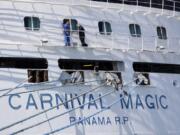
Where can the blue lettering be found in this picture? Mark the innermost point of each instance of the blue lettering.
(125, 119)
(94, 122)
(59, 99)
(128, 103)
(44, 100)
(108, 121)
(149, 104)
(72, 119)
(164, 106)
(72, 101)
(31, 102)
(139, 102)
(92, 102)
(81, 102)
(101, 103)
(10, 102)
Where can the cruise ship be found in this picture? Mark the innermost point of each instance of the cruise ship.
(89, 67)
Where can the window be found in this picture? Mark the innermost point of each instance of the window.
(23, 63)
(35, 67)
(31, 23)
(161, 32)
(73, 24)
(37, 76)
(156, 67)
(102, 70)
(135, 30)
(77, 64)
(105, 28)
(142, 78)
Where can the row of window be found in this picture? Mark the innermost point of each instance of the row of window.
(33, 23)
(37, 68)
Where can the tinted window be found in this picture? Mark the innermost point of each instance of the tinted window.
(161, 32)
(77, 64)
(135, 30)
(23, 63)
(105, 28)
(156, 67)
(73, 24)
(31, 23)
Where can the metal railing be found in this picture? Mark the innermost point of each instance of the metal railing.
(55, 37)
(168, 4)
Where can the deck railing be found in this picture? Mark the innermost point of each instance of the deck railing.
(55, 37)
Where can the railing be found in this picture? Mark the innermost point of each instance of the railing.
(55, 37)
(168, 4)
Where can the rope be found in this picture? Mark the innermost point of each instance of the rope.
(44, 89)
(11, 89)
(35, 115)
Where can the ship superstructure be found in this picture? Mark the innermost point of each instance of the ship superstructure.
(124, 81)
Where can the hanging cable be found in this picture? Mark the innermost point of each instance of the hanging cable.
(35, 115)
(10, 90)
(43, 89)
(54, 117)
(41, 83)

■ Zu erledigen ■
Ersetze in allen Datensätzen oben „railing“ durch „handrail“ und gib die Zeilen sonst unverändert wieder. Lass die Bilder in der Antwort weg.

■ Antwort zur Aufgabe ■
Where can the blue lettering be found in this picture? Mark the innermost point of each instance of the blue lettering.
(125, 119)
(94, 122)
(59, 99)
(128, 103)
(44, 100)
(108, 121)
(149, 104)
(72, 119)
(164, 106)
(72, 101)
(31, 102)
(139, 102)
(92, 102)
(81, 102)
(101, 103)
(10, 102)
Where can the cruise ship be found in this picture? Mark the innermost point of each instance of the cruise ship.
(89, 67)
Where can the window be found in this picture? Mark the innermost point of each instance of the window.
(23, 63)
(35, 67)
(31, 23)
(161, 32)
(73, 24)
(37, 76)
(156, 67)
(102, 70)
(135, 30)
(77, 64)
(105, 28)
(142, 78)
Where can the row of window be found in this picture? Mark the innermost point of each instance of the row of window.
(33, 23)
(37, 68)
Where can the tinted window be found in this picture? Mark the innermost point of each instance of the tinted window.
(161, 32)
(77, 64)
(135, 30)
(23, 63)
(105, 28)
(156, 67)
(73, 24)
(31, 23)
Where can the metal handrail be found in this picture? Mark the innermost point of each instance of the metal handrail.
(55, 37)
(168, 4)
Where can the deck handrail be found in this picture? Mark the innermost point of each instance of the deck handrail.
(55, 37)
Where can the handrail be found in this picture? Mark the innermost point of each instance of the handrail.
(55, 37)
(168, 4)
Where can the rope be found in this picture? Mark the innermost point of each instance of the rope.
(44, 89)
(11, 89)
(35, 115)
Where can the ship superstructure be found in this picture? Mark the innermost point of each instance of the ship superstructure.
(124, 81)
Where can the hanging cable be found in this picture? Mark the innermost point of each instance of the hanging cable.
(35, 115)
(10, 90)
(43, 89)
(54, 117)
(41, 83)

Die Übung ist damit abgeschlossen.